### Your instructions
Copy the extract about the astronauts from "All three astronauts" through "had celebrated Christmas.", substituting "briefing" for "news report".

### Extract provided
At another point Ken Mattingly, for no apparent reason, suddenly yelled “Eureka!” into the mike. Nor did anyone seem inclined to disagree with him.
All three astronauts slept. Jerry Carr gave the astronauts a very long and relaxed news report, much of which described how the astronauts’ families had celebrated Christmas.
Borman and Lovell actually spent some time talking about football and whether the Houston Oilers could win their division the next year. The team had finished second behind Joe Namath’s New York Jets, who in a few short weeks would be playing Johnny Unitas’s heavily favored Baltimore Colts in the Super Bowl.
They did a mid-course correction, just to make absolutely sure they would hit the earth on target.

### Information provided
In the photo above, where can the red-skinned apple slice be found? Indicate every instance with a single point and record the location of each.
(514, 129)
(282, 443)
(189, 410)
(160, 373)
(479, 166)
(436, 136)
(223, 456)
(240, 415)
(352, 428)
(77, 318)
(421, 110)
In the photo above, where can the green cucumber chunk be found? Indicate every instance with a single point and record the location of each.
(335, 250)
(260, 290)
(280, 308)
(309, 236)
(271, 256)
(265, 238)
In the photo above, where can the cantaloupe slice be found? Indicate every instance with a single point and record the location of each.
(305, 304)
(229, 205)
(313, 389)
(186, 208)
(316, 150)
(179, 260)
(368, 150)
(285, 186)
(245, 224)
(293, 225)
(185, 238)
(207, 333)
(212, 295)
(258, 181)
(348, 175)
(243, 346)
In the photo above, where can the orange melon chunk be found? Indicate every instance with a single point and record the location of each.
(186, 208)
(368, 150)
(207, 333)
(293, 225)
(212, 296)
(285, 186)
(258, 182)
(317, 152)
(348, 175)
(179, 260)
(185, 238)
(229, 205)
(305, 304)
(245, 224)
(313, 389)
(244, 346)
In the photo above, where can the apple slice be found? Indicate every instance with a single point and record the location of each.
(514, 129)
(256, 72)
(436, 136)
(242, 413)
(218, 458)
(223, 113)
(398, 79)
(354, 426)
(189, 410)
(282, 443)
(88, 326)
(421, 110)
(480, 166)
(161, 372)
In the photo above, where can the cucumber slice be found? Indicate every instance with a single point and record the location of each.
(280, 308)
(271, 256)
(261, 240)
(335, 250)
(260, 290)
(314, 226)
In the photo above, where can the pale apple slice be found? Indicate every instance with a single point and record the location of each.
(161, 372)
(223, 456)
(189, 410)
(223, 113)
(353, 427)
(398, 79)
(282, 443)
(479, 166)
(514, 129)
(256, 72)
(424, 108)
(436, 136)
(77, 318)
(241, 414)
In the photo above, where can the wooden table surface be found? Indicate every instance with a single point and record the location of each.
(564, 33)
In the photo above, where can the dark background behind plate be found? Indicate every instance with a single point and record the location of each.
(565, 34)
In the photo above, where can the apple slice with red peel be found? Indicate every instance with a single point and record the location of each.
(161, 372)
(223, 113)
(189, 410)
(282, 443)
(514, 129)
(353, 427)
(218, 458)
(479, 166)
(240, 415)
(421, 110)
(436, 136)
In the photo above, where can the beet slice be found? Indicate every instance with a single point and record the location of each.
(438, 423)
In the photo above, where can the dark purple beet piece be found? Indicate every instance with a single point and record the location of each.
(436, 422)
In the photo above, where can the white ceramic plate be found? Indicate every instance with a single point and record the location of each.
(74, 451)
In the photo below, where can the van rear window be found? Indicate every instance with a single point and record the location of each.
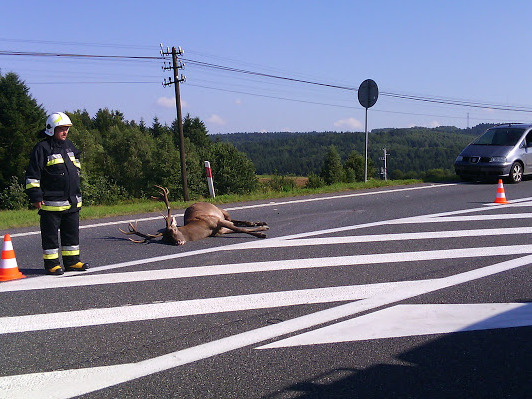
(506, 136)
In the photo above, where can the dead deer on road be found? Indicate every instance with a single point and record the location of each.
(202, 220)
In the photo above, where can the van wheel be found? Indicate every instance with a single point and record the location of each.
(516, 172)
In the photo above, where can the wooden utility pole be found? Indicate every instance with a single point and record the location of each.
(175, 80)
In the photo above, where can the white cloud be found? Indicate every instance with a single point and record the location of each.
(216, 120)
(349, 123)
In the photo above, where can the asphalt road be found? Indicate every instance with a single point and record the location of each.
(409, 292)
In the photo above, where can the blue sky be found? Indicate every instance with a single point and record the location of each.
(448, 51)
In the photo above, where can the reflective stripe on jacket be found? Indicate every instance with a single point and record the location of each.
(53, 175)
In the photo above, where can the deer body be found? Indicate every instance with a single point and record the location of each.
(201, 220)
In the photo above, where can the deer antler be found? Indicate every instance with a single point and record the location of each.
(164, 197)
(132, 229)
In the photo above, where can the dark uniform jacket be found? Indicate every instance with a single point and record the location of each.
(53, 175)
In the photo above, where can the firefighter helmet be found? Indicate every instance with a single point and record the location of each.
(56, 119)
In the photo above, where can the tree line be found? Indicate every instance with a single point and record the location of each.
(120, 159)
(412, 151)
(123, 159)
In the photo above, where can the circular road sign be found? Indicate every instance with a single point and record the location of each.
(368, 92)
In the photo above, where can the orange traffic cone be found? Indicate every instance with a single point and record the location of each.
(8, 263)
(501, 197)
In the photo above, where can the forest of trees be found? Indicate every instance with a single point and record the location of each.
(120, 158)
(412, 151)
(124, 159)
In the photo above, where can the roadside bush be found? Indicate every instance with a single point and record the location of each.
(282, 183)
(315, 181)
(100, 191)
(13, 196)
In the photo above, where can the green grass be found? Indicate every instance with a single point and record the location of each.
(28, 218)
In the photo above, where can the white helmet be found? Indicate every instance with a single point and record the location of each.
(56, 119)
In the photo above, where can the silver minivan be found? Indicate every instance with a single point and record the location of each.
(503, 151)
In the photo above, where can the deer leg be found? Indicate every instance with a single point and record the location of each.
(226, 226)
(243, 223)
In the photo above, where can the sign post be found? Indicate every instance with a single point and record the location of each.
(368, 92)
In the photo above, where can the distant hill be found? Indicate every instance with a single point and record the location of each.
(412, 150)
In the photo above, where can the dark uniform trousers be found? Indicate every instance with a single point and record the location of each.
(67, 222)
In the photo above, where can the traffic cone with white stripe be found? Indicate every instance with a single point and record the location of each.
(501, 197)
(8, 263)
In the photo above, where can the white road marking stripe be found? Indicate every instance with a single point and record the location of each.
(122, 314)
(410, 320)
(81, 279)
(77, 382)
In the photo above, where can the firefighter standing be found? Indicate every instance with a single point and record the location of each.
(53, 185)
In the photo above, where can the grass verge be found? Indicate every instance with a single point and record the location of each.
(28, 218)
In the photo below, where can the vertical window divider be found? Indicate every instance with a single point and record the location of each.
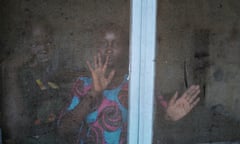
(141, 71)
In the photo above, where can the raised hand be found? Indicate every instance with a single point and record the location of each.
(100, 79)
(179, 107)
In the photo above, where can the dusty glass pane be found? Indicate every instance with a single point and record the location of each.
(49, 94)
(198, 44)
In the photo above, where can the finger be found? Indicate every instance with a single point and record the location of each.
(174, 98)
(99, 60)
(106, 63)
(188, 91)
(195, 103)
(89, 66)
(194, 96)
(95, 62)
(110, 77)
(194, 90)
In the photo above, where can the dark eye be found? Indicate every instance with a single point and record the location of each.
(103, 44)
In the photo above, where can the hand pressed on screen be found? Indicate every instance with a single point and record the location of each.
(179, 107)
(100, 79)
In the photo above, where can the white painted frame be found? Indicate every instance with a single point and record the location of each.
(142, 69)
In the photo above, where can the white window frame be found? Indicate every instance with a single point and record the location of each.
(141, 72)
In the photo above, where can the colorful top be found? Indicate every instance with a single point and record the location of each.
(107, 123)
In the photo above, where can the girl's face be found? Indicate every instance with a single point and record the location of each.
(112, 45)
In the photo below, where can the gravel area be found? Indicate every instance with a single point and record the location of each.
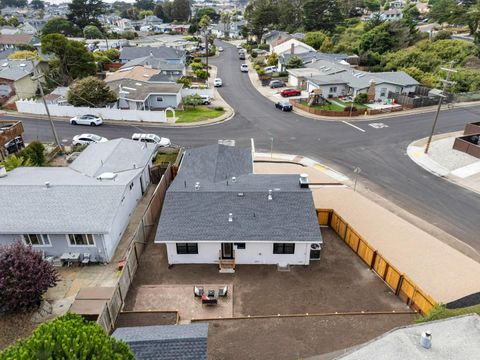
(442, 152)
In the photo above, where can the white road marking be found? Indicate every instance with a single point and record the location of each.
(356, 127)
(378, 125)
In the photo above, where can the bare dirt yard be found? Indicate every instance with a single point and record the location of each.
(339, 282)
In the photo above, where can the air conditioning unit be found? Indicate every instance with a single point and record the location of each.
(315, 250)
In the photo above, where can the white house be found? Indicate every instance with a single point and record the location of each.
(292, 46)
(82, 208)
(217, 211)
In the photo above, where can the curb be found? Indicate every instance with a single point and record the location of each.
(416, 153)
(305, 161)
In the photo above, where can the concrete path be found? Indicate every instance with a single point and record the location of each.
(443, 161)
(443, 271)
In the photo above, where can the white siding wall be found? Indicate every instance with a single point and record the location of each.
(254, 253)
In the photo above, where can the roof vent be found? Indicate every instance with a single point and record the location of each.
(107, 176)
(426, 339)
(303, 180)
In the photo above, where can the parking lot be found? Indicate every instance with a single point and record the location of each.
(338, 282)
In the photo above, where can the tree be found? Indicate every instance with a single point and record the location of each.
(37, 4)
(90, 91)
(60, 26)
(192, 100)
(294, 62)
(23, 55)
(260, 14)
(181, 10)
(25, 277)
(315, 39)
(85, 12)
(14, 161)
(92, 32)
(72, 61)
(145, 4)
(69, 337)
(321, 14)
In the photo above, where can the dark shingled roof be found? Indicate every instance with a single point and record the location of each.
(202, 215)
(168, 342)
(161, 52)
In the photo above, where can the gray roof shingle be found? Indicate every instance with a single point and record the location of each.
(168, 342)
(202, 215)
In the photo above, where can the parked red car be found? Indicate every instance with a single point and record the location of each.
(290, 92)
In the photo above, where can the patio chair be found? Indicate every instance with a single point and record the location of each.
(198, 291)
(222, 292)
(86, 259)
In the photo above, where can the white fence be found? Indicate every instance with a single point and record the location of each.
(208, 92)
(33, 107)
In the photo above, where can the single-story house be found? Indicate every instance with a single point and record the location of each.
(168, 54)
(142, 95)
(291, 46)
(166, 342)
(218, 211)
(82, 208)
(352, 82)
(16, 79)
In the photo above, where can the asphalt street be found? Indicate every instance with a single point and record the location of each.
(379, 150)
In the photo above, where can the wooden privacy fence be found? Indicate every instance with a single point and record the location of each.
(399, 282)
(113, 307)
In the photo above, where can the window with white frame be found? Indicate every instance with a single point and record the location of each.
(80, 240)
(36, 239)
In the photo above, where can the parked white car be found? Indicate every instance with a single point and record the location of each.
(92, 120)
(87, 139)
(152, 138)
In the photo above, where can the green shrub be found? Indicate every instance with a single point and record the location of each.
(35, 152)
(361, 98)
(68, 337)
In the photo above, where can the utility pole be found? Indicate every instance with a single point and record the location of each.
(446, 82)
(37, 76)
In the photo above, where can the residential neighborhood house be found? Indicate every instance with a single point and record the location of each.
(217, 211)
(82, 208)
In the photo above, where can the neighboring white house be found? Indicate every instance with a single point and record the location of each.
(82, 208)
(217, 211)
(292, 46)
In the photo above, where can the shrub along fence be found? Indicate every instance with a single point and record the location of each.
(399, 282)
(113, 307)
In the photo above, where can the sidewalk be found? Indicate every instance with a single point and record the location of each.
(441, 271)
(272, 94)
(443, 161)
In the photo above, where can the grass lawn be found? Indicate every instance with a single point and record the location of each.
(199, 113)
(330, 107)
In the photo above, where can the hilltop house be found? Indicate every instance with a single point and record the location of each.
(82, 208)
(217, 211)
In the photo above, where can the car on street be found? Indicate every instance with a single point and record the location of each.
(152, 138)
(92, 120)
(276, 84)
(87, 139)
(284, 105)
(290, 92)
(206, 99)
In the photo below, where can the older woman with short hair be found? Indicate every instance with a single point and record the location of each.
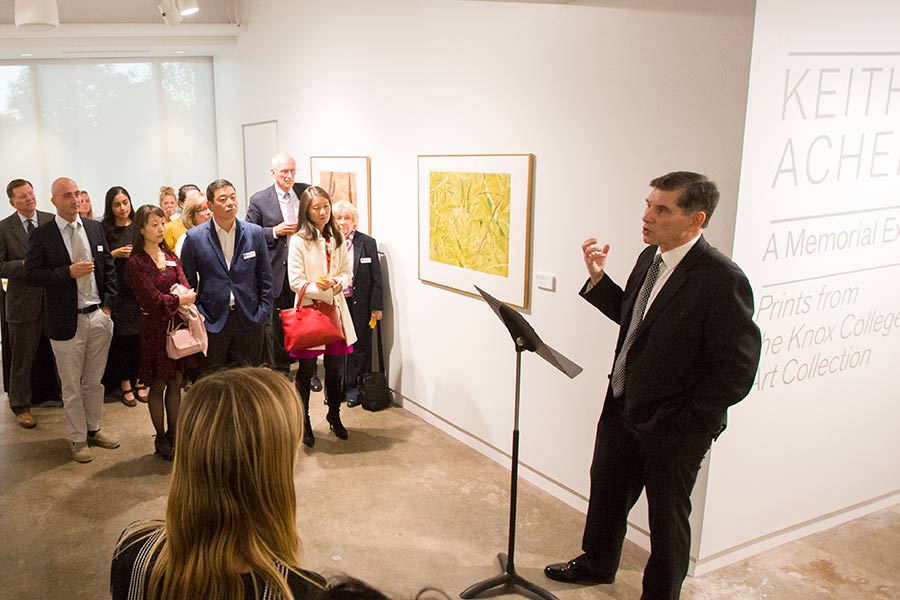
(196, 212)
(365, 296)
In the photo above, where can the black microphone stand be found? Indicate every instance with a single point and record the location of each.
(525, 338)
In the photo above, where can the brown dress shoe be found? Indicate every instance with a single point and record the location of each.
(26, 420)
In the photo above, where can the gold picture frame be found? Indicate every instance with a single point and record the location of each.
(346, 178)
(475, 223)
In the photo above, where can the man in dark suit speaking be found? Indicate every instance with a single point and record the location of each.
(227, 262)
(687, 350)
(275, 210)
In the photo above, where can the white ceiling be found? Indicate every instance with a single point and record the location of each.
(125, 11)
(121, 29)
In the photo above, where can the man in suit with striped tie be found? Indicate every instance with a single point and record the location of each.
(687, 350)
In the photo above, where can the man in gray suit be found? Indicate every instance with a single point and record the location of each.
(275, 210)
(23, 303)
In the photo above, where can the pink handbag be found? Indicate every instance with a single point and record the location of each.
(182, 341)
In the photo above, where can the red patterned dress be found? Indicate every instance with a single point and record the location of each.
(159, 306)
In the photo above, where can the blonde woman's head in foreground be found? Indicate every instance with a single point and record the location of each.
(232, 505)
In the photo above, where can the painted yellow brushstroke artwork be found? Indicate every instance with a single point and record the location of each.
(469, 220)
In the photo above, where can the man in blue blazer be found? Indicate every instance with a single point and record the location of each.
(687, 350)
(275, 210)
(227, 262)
(69, 258)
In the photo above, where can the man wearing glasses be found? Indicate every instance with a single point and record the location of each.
(275, 210)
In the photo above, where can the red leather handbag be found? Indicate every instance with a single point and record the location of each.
(310, 326)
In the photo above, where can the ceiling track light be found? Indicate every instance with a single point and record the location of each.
(37, 15)
(169, 12)
(172, 11)
(188, 7)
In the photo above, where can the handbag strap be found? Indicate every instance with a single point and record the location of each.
(380, 353)
(301, 293)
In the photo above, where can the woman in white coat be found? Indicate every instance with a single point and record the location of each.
(317, 256)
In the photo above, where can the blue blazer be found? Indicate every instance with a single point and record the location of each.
(265, 211)
(47, 266)
(249, 277)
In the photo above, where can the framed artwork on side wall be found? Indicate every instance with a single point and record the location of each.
(475, 223)
(346, 178)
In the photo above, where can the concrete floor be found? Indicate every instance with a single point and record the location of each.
(400, 505)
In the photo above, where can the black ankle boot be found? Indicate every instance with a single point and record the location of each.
(334, 420)
(309, 440)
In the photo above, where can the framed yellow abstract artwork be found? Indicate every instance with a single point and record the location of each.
(475, 223)
(346, 178)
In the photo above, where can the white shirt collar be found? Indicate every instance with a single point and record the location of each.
(675, 255)
(222, 229)
(279, 193)
(62, 223)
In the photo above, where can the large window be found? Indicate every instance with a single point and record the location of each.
(138, 124)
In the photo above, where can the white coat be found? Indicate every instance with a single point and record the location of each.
(307, 262)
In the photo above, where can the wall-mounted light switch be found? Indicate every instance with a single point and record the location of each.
(546, 281)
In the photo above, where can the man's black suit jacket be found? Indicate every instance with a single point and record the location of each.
(368, 294)
(265, 211)
(23, 302)
(47, 266)
(697, 348)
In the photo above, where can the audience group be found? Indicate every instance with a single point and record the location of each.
(107, 292)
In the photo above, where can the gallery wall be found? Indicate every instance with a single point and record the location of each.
(817, 232)
(606, 96)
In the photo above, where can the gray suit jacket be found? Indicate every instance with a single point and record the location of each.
(265, 211)
(23, 303)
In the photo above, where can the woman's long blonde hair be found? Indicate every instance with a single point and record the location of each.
(232, 500)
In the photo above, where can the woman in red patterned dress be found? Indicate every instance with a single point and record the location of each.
(153, 270)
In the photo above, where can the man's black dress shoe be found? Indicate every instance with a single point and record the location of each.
(574, 572)
(337, 427)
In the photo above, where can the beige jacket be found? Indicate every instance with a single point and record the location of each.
(307, 262)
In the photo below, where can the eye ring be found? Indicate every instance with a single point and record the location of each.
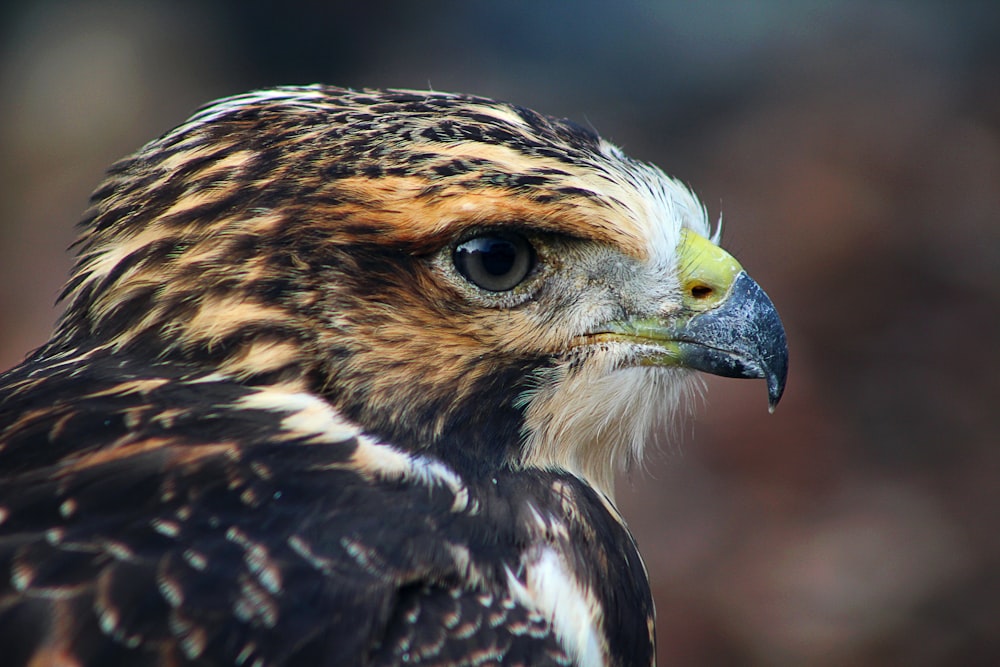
(494, 261)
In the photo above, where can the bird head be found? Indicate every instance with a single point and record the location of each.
(457, 275)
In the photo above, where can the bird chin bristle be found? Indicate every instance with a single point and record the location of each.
(595, 421)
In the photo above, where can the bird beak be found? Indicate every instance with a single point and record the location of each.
(727, 325)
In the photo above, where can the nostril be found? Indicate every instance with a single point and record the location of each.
(700, 291)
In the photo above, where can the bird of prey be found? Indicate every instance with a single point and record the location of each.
(344, 378)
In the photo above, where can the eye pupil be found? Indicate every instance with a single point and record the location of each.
(498, 257)
(495, 262)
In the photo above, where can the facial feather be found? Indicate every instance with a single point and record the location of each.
(305, 236)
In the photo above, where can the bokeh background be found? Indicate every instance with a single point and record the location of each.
(853, 148)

### Written response
All three astronauts slept. Jerry Carr gave the astronauts a very long and relaxed briefing, much of which described how the astronauts’ families had celebrated Christmas.